**Problem to solve**
Repeat the material below word for word, starting at the line that contains "panel, one per instance" and ending with the last line of the material.

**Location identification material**
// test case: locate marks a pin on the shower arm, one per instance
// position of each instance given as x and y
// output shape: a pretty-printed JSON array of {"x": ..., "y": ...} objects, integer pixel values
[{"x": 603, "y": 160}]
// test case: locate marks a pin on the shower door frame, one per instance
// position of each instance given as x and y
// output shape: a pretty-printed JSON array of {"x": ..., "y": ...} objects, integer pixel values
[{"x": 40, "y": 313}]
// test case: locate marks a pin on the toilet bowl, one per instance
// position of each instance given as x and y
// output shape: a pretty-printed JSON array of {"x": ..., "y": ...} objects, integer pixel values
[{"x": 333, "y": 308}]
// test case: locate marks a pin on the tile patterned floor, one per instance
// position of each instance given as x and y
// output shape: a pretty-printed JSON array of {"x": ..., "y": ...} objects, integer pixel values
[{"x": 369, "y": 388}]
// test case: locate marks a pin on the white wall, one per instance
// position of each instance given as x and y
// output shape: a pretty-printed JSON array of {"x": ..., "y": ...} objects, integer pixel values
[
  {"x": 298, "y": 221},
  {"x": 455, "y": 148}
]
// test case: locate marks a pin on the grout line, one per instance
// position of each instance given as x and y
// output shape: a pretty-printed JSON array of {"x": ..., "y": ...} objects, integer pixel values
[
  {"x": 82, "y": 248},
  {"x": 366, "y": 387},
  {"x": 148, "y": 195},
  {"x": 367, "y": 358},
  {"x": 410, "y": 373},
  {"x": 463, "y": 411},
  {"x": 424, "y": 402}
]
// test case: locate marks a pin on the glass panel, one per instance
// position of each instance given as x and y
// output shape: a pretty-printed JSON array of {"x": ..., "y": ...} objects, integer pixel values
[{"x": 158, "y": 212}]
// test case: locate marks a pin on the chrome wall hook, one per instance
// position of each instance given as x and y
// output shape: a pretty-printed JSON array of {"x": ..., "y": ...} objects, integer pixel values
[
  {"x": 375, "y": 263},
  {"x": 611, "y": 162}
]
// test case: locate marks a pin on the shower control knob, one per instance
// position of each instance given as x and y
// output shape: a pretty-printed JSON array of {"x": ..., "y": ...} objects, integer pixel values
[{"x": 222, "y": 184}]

**Solution**
// test case: locate marks a pin on the glass panel, one per instance
// position of each instance given as x and y
// output shape: a pretty-printed JSON array of {"x": ..., "y": ...} objects, integer pixel values
[{"x": 158, "y": 212}]
// test case: locate marks a pin on the chrome wall hook, one per instance
// position of each instance given as x and y
// output shape: a pretty-printed JSON array of {"x": ..., "y": ...} objects, integer pixel values
[
  {"x": 375, "y": 263},
  {"x": 611, "y": 162}
]
// test case: locate marks a pin on the shower control knob, one per instance
// position of each instance given as x and y
// output shape: a pretty-printed JSON array of {"x": ..., "y": ...} objects, integer pixel values
[{"x": 222, "y": 184}]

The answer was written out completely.